### Trecho do documento
O governo Lula toma um novo rumo, entre o México e a Índia. O presidente Luiz Inácio Lula da Silva retorna do México na quarta-feira 14 e volta a viajar no sábado 24, desta vez para a Índia. Neste intervalo o País conhecerá, enfim, a cara do novo Ministério, encerrando um longo período de especulações que tem angustiado os partidos e o próprio Planalto. “A reforma ministerial não será pequena nem grande. Será média, mas vai
mudar a cara e a ação do governo”, diz um interlocutor do presidente, tentando medir o tamanho da mexida que vai além da mera acomodação do PMDB no poder. Lula deve anunciar a entrega de duas pastas ao partido, a saída de três ministros e o remanejo de outros três, redistribuindo funções e responsabilidades em um governo que se esparrama por 33 ministérios.

### Dados fornecidos
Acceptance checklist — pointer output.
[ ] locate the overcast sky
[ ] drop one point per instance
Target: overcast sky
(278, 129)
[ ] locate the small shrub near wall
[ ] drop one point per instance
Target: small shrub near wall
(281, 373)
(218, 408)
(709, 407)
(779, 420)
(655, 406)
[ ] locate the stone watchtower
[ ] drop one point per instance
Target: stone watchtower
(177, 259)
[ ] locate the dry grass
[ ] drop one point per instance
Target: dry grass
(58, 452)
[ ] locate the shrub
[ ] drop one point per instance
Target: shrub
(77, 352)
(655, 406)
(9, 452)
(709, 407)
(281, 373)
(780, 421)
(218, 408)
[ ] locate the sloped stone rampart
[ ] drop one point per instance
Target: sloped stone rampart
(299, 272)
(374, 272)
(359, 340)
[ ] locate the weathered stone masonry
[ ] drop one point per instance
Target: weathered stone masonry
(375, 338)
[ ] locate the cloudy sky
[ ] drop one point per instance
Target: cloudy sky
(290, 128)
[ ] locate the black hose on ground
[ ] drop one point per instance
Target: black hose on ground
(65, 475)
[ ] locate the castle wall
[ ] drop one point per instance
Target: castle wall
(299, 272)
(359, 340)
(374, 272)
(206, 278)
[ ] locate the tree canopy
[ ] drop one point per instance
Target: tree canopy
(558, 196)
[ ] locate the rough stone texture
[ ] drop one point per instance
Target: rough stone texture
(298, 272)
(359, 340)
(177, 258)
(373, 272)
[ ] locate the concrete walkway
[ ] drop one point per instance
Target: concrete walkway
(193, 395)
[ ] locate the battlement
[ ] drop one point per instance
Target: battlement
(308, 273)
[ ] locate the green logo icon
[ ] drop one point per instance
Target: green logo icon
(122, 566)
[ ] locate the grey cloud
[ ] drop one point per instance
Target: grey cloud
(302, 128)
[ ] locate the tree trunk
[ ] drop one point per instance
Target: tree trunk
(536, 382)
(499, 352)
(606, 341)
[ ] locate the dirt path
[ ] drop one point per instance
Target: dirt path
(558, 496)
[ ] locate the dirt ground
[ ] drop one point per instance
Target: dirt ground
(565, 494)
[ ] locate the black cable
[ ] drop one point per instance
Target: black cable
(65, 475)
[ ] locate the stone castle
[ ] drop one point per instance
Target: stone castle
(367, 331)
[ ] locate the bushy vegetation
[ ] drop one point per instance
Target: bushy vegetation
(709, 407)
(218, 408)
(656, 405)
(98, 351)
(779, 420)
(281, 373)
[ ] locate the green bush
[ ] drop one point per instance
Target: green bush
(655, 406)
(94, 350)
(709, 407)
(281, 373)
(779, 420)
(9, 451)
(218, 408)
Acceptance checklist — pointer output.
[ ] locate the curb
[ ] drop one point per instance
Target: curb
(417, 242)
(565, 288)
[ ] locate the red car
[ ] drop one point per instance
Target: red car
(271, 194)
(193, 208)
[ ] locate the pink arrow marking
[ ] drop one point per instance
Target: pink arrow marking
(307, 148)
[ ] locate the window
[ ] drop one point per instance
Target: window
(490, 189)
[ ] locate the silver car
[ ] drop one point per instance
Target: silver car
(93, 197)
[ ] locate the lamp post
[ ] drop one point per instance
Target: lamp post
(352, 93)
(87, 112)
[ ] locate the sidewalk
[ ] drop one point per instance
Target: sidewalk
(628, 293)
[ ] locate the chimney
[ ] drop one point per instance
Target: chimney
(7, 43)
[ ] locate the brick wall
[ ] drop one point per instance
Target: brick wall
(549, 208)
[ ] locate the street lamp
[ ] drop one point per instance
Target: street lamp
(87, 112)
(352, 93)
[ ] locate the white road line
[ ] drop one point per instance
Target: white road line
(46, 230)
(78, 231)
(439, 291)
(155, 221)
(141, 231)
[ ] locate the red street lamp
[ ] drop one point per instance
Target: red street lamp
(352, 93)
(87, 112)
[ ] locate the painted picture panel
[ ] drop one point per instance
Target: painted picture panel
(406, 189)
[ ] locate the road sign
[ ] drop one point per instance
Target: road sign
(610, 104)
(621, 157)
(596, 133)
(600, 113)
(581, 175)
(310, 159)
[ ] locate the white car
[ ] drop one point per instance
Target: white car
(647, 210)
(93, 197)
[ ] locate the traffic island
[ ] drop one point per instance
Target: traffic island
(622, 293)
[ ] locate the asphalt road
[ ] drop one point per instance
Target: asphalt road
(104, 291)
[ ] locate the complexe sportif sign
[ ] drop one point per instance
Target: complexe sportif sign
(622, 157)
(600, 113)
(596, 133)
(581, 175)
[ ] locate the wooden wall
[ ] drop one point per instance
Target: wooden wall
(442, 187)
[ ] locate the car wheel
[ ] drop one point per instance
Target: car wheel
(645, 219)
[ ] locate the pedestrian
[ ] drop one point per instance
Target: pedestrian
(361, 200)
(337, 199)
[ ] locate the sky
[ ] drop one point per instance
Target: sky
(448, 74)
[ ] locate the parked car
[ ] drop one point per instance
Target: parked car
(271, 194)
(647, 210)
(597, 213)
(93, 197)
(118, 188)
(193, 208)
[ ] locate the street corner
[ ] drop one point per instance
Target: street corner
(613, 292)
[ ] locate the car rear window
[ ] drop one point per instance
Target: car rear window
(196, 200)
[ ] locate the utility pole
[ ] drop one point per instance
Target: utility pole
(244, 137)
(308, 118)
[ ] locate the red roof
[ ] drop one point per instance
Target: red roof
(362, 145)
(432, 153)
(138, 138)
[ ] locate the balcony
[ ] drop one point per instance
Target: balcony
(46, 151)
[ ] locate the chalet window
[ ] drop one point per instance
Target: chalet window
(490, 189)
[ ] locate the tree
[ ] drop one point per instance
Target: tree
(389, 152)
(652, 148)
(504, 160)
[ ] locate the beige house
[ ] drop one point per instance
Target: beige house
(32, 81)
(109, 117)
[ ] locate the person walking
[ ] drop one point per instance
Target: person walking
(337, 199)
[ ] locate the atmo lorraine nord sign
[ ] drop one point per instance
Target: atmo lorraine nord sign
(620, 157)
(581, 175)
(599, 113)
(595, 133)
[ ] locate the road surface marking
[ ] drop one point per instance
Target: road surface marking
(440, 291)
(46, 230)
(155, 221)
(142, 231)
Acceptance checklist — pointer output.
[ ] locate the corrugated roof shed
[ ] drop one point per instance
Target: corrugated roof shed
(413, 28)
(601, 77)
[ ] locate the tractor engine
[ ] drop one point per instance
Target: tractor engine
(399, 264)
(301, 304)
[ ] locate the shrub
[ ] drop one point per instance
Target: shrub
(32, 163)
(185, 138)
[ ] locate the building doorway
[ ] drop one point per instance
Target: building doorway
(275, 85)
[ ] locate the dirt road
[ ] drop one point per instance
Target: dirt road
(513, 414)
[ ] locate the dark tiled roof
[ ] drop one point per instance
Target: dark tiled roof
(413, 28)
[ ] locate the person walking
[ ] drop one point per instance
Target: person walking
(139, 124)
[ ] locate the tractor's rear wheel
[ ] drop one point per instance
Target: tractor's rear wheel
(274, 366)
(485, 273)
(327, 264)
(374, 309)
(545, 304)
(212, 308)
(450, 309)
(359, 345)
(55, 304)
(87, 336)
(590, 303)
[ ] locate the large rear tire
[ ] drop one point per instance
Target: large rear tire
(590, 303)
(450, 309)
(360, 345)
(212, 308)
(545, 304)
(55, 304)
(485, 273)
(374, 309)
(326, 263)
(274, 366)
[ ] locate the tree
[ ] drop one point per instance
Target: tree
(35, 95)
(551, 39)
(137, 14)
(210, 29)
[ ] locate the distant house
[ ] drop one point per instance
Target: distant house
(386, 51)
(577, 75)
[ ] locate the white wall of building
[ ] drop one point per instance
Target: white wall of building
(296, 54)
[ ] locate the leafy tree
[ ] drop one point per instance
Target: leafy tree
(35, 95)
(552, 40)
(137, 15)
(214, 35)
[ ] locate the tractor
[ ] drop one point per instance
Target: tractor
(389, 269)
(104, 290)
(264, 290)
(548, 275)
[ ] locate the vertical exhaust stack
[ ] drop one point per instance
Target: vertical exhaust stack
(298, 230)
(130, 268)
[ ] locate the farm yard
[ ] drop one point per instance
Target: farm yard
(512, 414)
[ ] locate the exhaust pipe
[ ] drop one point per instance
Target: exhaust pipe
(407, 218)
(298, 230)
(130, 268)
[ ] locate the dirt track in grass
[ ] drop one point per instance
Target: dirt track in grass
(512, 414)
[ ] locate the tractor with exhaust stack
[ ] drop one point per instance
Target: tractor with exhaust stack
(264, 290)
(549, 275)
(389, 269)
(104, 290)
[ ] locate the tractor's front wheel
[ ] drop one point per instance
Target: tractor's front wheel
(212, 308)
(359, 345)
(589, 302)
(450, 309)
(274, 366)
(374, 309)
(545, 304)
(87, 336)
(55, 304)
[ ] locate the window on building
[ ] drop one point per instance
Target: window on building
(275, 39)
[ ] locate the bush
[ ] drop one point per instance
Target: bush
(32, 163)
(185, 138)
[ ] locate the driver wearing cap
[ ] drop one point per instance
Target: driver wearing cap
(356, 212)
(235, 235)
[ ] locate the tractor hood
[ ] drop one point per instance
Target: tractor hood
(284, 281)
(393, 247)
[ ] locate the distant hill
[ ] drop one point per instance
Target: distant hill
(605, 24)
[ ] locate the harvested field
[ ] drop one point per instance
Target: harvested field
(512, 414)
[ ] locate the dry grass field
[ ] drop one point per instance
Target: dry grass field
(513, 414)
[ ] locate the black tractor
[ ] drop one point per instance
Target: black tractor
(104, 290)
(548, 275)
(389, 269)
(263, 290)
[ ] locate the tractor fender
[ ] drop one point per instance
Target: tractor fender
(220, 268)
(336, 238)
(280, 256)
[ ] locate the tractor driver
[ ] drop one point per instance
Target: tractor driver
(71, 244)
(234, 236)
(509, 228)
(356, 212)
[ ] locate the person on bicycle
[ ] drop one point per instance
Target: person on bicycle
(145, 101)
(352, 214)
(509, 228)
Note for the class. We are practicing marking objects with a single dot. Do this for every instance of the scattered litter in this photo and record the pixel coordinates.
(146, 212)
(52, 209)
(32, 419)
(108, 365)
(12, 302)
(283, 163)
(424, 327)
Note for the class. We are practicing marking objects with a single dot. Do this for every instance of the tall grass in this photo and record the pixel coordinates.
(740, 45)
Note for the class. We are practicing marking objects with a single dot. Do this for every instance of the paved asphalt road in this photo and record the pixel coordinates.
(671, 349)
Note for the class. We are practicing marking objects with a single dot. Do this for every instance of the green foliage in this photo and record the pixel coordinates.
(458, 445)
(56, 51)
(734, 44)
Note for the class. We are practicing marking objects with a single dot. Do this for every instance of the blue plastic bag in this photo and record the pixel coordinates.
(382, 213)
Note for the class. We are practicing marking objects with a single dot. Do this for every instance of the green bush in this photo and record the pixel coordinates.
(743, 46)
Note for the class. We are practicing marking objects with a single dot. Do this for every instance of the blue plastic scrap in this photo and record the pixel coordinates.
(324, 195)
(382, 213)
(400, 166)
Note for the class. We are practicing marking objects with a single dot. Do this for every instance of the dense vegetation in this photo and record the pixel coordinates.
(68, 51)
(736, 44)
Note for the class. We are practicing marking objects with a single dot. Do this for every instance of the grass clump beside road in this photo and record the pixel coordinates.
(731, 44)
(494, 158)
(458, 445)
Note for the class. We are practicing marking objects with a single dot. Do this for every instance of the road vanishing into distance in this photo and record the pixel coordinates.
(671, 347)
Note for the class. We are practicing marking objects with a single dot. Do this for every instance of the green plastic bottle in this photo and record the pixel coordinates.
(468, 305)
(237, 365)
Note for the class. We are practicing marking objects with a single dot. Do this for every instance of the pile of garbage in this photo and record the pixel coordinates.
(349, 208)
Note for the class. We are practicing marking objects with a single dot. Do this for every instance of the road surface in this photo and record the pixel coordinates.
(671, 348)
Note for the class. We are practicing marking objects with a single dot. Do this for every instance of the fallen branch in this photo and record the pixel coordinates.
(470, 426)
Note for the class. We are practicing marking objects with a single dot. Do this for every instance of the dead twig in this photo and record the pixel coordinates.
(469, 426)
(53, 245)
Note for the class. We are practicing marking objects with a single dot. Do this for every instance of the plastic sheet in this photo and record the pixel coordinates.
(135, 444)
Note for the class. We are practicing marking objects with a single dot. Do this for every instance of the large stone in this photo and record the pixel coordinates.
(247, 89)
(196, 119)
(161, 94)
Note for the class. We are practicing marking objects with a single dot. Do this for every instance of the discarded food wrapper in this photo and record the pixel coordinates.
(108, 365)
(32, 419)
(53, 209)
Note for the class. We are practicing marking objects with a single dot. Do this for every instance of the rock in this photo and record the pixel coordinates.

### Lista de tarefas
A) Reescreva o texto sobre a reforma ministerial de Lula, começando nas palavras "O governo Lula" e parando depois de "por 33 ministérios.". Troque "Planalto" por "Palácio do Planalto".
B) Continue o texto sobre a reforma ministerial de Lula a partir do ponto em que ele termina.

### Respostas por tarefa
A)
O governo Lula toma um novo rumo, entre o México e a Índia. O presidente Luiz Inácio Lula da Silva retorna do México na quarta-feira 14 e volta a viajar no sábado 24, desta vez para a Índia. Neste intervalo o País conhecerá, enfim, a cara do novo Ministério, encerrando um longo período de especulações que tem angustiado os partidos e o próprio Palácio do Planalto. “A reforma ministerial não será pequena nem grande. Será média, mas vai
mudar a cara e a ação do governo”, diz um interlocutor do presidente, tentando medir o tamanho da mexida que vai além da mera acomodação do PMDB no poder. Lula deve anunciar a entrega de duas pastas ao partido, a saída de três ministros e o remanejo de outros três, redistribuindo funções e responsabilidades em um governo que se esparrama por 33 ministérios.

B)
Mais do que isso, o presidente deseja ampliar e redividir as atribuições políticas do chamado núcleo duro do Planalto – o ministro José Dirceu, da Casa Civil, e, em carga menor, os ministros Antônio Palocci (Fazenda), Luís Gushiken (Comunicação) e Luiz Dulci (Secretaria Geral). “O núcleo vai transbordar o Palácio e se instalar na Esplanada”, explica um amigo de Lula, antecipando o movimento que trará para o interior do governo os aliados que garantiram a aprovação das reformas previdenciária e tributária. Os líderes do PMDB e do PSB na Câmara dos Deputados, Eunício Oliveira (CE) e Eduardo Campos (PE), vão virar ministros sem perder a tintura parlamentar que dá cores vivas ao relacionamento do governo com o Congresso. A outra ponta do triângulo, o líder do governo na Câmara, Aldo Rebello (PCdoB), continua no posto para manter azeitada a máquina do plenário.

“Chamem a tropa, comecem as sondagens. Quero viajar no domingo (dia 11, para o México) com o quadro na cabeça”, ordenou Lula na tarde de terça-feira 6 aos assessores mais diretos. Horas antes, de manhã, Lula estava irritado. Chegou a esmurrar a mesa, indignado com os jornais que apresentavam nomes e prazos para a escolha dos ministros. “Tem gente falando demais aqui dentro. Ninguém está autorizado a falar em nomes. Nem eu sei quem vai sair ou ficar. Quando souber, vocês vão saber por mim. Não será nem pelo porta-voz. Será pela boca do presidente”, advertiu. E mandou o porta-voz, André Singer, ler uma nota em que condenava as “especulações” que atingiam amigos do peito. Um deles, Olívio Dutra, já estava demitido pelo noticiário do dia. Lula pegou o telefone e lhe deu um salvo-conduto: “Fique tranquilo, Olívio.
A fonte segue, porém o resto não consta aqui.